◆ Set problem ◆
Copy out all of the lines below word for word, with no changes of any kind.
>> Begin
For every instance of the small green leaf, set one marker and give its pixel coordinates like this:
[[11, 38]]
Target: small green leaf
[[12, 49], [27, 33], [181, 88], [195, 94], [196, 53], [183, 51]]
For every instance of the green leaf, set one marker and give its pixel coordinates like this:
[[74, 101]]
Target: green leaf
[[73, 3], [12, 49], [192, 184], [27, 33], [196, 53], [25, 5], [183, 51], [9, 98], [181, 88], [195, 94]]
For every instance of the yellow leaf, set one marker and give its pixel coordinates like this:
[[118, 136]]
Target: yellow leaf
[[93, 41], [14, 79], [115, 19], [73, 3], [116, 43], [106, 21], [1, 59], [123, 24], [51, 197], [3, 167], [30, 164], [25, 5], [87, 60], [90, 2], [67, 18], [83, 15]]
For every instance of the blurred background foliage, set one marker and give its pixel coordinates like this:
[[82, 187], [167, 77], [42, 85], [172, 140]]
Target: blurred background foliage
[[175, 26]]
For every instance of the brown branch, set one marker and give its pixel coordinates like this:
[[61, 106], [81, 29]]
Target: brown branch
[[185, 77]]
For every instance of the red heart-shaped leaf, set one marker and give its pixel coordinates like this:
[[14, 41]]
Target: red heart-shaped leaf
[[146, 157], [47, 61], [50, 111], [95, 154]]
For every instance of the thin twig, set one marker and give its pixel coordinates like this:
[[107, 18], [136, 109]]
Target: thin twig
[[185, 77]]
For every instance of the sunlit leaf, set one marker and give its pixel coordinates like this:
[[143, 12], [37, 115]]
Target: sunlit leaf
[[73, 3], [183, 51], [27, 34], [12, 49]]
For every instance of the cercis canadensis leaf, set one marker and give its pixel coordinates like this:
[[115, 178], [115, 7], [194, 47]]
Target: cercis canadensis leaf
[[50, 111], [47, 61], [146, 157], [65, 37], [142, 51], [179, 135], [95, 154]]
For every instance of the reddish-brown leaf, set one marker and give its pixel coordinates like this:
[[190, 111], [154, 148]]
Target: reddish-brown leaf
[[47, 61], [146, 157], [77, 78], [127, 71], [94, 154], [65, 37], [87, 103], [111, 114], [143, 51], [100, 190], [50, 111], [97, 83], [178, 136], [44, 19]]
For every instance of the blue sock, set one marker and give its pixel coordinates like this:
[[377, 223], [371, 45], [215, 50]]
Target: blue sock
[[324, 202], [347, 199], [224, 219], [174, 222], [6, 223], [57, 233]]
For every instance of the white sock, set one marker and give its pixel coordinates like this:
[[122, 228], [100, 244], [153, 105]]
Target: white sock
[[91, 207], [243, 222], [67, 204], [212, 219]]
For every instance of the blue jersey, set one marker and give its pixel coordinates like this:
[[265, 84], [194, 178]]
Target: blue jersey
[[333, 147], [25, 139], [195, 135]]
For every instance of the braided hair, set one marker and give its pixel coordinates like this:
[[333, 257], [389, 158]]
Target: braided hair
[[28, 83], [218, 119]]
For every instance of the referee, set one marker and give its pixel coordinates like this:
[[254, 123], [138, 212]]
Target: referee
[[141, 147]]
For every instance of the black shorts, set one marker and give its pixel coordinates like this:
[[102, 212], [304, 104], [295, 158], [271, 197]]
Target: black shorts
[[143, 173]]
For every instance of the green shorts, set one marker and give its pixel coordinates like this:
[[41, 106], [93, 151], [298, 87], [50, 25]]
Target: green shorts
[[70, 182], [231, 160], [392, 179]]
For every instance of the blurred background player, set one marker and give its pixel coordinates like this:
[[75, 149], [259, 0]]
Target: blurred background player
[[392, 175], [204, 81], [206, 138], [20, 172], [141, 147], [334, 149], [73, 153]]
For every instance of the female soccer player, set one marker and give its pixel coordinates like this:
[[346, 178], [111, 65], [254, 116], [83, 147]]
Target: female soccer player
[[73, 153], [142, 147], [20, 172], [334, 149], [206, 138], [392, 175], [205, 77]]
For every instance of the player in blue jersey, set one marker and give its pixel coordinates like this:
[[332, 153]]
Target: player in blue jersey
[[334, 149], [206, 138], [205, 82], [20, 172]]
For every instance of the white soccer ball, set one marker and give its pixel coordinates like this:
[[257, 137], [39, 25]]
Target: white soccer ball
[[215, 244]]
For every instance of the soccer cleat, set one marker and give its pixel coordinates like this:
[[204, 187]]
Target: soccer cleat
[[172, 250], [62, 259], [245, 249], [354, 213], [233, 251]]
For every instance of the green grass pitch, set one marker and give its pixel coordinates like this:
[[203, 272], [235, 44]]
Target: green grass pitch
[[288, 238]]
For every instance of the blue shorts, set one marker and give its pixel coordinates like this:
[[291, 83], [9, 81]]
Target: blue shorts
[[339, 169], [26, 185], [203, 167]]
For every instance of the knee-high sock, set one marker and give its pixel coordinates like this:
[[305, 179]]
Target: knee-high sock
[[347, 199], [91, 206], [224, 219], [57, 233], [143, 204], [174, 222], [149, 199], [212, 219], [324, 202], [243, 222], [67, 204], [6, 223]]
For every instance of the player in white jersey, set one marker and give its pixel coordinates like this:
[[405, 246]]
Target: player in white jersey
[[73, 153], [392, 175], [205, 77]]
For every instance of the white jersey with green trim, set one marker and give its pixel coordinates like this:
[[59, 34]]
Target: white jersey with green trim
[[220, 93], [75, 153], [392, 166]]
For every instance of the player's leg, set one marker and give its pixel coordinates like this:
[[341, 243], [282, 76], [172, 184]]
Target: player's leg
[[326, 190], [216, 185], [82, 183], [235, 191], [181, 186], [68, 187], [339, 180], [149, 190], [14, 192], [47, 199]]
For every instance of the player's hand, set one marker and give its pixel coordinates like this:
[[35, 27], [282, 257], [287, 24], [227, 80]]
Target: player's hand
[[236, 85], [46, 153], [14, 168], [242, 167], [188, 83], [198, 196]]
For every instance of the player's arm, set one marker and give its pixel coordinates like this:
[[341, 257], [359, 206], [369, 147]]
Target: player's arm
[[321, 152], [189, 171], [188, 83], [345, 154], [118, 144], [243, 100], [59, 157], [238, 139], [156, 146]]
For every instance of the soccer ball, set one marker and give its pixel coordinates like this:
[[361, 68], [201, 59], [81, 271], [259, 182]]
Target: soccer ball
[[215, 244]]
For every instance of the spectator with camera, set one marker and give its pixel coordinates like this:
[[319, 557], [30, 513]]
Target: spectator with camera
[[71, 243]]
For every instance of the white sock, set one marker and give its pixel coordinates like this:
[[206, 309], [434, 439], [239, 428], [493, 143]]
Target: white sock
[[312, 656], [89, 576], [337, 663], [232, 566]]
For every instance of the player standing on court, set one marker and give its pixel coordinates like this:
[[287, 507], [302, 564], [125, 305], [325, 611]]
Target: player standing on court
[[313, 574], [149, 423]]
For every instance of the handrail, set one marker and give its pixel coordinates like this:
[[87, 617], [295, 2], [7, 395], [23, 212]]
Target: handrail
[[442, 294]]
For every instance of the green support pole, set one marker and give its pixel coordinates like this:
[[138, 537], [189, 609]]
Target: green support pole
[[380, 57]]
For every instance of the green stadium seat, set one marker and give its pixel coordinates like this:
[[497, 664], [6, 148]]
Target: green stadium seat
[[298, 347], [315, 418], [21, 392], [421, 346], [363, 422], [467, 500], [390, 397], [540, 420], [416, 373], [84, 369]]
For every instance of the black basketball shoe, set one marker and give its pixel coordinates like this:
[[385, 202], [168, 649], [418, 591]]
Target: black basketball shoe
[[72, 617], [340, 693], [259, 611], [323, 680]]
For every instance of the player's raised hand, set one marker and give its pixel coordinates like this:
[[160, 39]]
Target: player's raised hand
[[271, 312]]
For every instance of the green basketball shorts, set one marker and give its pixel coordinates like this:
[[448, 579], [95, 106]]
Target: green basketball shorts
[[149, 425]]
>> End
◆ The output ◆
For every instance of the small green leaf, set one marker and give its pixel coordinates like this:
[[11, 38]]
Target: small green leaf
[[12, 49], [27, 33], [181, 88], [195, 94], [196, 53], [183, 51]]
For every instance of the green leaf, set one marker and give its pixel coordinates like this:
[[74, 101]]
Target: green leaf
[[73, 3], [12, 49], [192, 184], [27, 33], [196, 53], [25, 5], [183, 51], [9, 98], [181, 88], [195, 94]]
For every instance of the yellow leaf, set one marker and give its pixel coordinates like this:
[[118, 136]]
Target: yellow leaf
[[93, 41], [14, 79], [115, 19], [73, 3], [116, 43], [106, 21], [1, 59], [123, 24], [51, 197], [3, 167], [30, 164], [25, 5], [87, 60], [90, 2], [67, 18], [83, 15]]
For every instance of the blurred background foliage, set one marker and give its pixel coordinates like this:
[[82, 187], [167, 77], [42, 85], [172, 140]]
Target: blurred background foliage
[[175, 26]]
For every instance of the brown branch, set one marker and give its pixel coordinates like this:
[[61, 106], [81, 29]]
Target: brown branch
[[185, 77]]
For every instance of the red heart-shaped leaf, set one marker and give its pixel coordinates like this:
[[14, 41]]
Target: red heart-shaped leaf
[[146, 157], [47, 61], [50, 111], [95, 154]]
For every instance of the thin twig, set one marker and give its pixel coordinates like this:
[[107, 18], [136, 109]]
Target: thin twig
[[185, 77]]
For every instance of the sunlit leaf, set one marker and give its pixel coordinates like this:
[[143, 12], [37, 115]]
Target: sunlit leaf
[[73, 3], [183, 51], [27, 34], [12, 49]]
For every instance of the cercis canadensis leaf, set one marker and give its pixel coordinates like this:
[[115, 178], [115, 7], [194, 47]]
Target: cercis canadensis leaf
[[50, 111], [47, 61], [146, 157], [65, 37], [142, 51], [179, 135], [95, 154]]
For every instance of the reddish-brown leaf, set one marker and give its pixel coordinates like this:
[[190, 111], [154, 148]]
Target: reddish-brown leaf
[[47, 61], [146, 157], [77, 78], [127, 71], [94, 154], [65, 37], [87, 103], [111, 114], [143, 51], [100, 190], [50, 111], [97, 83], [178, 136], [44, 19]]
For every instance of the blue sock, set one marker and give its pixel coordinates like this:
[[377, 223], [371, 45], [215, 50]]
Target: blue sock
[[324, 202], [347, 199], [224, 219], [174, 222], [6, 223], [57, 233]]
For every instance of the white sock, set one marker and give its pixel coordinates like this:
[[122, 228], [100, 244], [153, 105]]
Target: white sock
[[91, 207], [243, 222], [67, 204], [212, 219]]
For every instance of the blue jersey, set one marker and give its pixel coordinates like this:
[[265, 84], [194, 178]]
Target: blue jersey
[[333, 147], [25, 139], [195, 135]]
For every instance of the braided hair, set one marker and give its pixel coordinates like this:
[[333, 257], [389, 158]]
Target: braided hair
[[28, 83], [218, 119]]
For every instance of the referee, set one marker and give its pixel coordinates like this:
[[254, 123], [138, 212]]
Target: referee
[[141, 147]]
For every instance of the black shorts, set one marker and give its pixel coordinates like this:
[[102, 212], [304, 104], [295, 158], [271, 197]]
Target: black shorts
[[143, 173]]
For every instance of the green shorts, set one marker and give its pixel coordinates like this:
[[41, 106], [93, 151], [298, 87], [50, 25]]
Target: green shorts
[[70, 182], [231, 160], [392, 179]]
For every instance of the blurred background player, set one marker and give its pixel coordinates like this:
[[75, 149], [259, 0]]
Target: blurred background player
[[392, 175], [204, 81], [206, 138], [20, 172], [141, 147], [334, 149], [73, 153]]
For every instance of the female soccer player, set one marker and give its pixel coordinates like this:
[[346, 178], [111, 65], [254, 116], [83, 147]]
Target: female soccer player
[[73, 153], [142, 147], [20, 172], [334, 149], [206, 138], [392, 175], [205, 77]]
For every instance of the player in blue jersey, set one marker and give its pixel coordinates like this:
[[332, 153]]
Target: player in blue jersey
[[334, 149], [206, 138], [205, 82], [20, 172]]
For every instance of the white soccer ball, set one marker and give its pixel coordinates like this:
[[257, 137], [39, 25]]
Target: white soccer ball
[[215, 244]]
For every instance of the soccer cleat, set one marker and give its pixel coordinates like this:
[[204, 187]]
Target: soccer cleat
[[172, 250], [62, 259], [245, 249], [354, 213], [233, 251]]
For every instance of the green grass pitch, set one marker and give its pixel coordinates like this:
[[203, 272], [235, 44]]
Target: green grass pitch
[[288, 238]]
For every instance of the blue shorts, set one marker and give its pixel coordinates like this:
[[291, 83], [9, 81]]
Target: blue shorts
[[339, 169], [26, 185], [203, 167]]
For every instance of the knee-high sock, set one marker and give its pixel coordinates like this:
[[305, 179]]
Target: knee-high sock
[[347, 199], [91, 206], [224, 219], [57, 233], [143, 204], [174, 222], [149, 199], [212, 219], [324, 202], [243, 222], [67, 204], [6, 223]]
For every instance of the player in white jersey, set one marker and give its pixel coordinates like this:
[[405, 246]]
Target: player in white jersey
[[73, 153], [392, 175], [205, 77]]
For every instance of the white jersey with green trim, set one marker and give its pixel coordinates like this:
[[59, 34]]
Target: white jersey with green trim
[[220, 93], [75, 153], [392, 166]]
For every instance of the player's leg, set one marker and give its pixel coordinates like this:
[[341, 243], [282, 76], [172, 184]]
Target: player's leg
[[326, 190], [216, 185], [82, 183], [235, 191], [181, 186], [68, 187], [339, 180], [149, 190], [14, 192], [47, 199]]
For every instance of the player's hand, set one marker and give its pixel coordinates like this:
[[35, 27], [282, 257], [287, 24], [227, 80]]
Target: player's hand
[[236, 85], [46, 153], [14, 168], [242, 167], [188, 83], [198, 196]]
For every instance of the player's arm, set one marker and give its pixel coordinates like this:
[[341, 257], [359, 206], [369, 147]]
Target: player's arm
[[321, 152], [189, 171], [188, 83], [345, 154], [118, 144], [243, 100], [59, 157], [238, 139], [156, 146]]
For every instance of the soccer ball, set one marker and give its pixel coordinates like this:
[[361, 68], [201, 59], [81, 271], [259, 182]]
Target: soccer ball
[[215, 244]]
For every instance of the spectator with camera, set one marker and give its pixel coordinates like this:
[[319, 557], [30, 513]]
Target: spectator with camera
[[71, 243]]
For every instance of the white sock, set one marker and give its pixel coordinates like this:
[[206, 309], [434, 439], [239, 428], [493, 143]]
Target: white sock
[[312, 656], [89, 576], [337, 663], [232, 566]]
For every instance of the player standing on court, set one marker and give its pixel coordinates like this:
[[287, 507], [302, 564], [125, 305], [325, 611]]
Target: player standing on court
[[313, 574], [149, 423]]
For every instance of the handrail, set one marker and give its pixel coordinates like this:
[[87, 617], [295, 2], [7, 395], [23, 212]]
Target: handrail
[[442, 294]]
For every instance of the green support pole, set one marker and give its pixel coordinates like this:
[[138, 537], [189, 609]]
Target: green support pole
[[380, 57]]
For every instance of the green stadium seat, set one marker and give its pixel coordinates like this:
[[497, 664], [6, 148]]
Target: green stadium seat
[[298, 347], [315, 418], [21, 392], [421, 346], [363, 422], [467, 500], [390, 397], [540, 420], [416, 373], [84, 369]]
For every instance of the black basketball shoe, set one marker and give its pixel coordinates like this:
[[385, 202], [168, 649], [418, 591]]
Target: black basketball shoe
[[72, 617], [340, 693], [259, 611], [323, 680]]
For every instance of the player's raised hand, set one marker and give its pixel coordinates like this:
[[160, 39]]
Target: player's raised hand
[[271, 312]]
For every instance of the green basketball shorts, set one marker and give its pixel coordinates like this:
[[448, 579], [95, 106]]
Target: green basketball shorts
[[149, 425]]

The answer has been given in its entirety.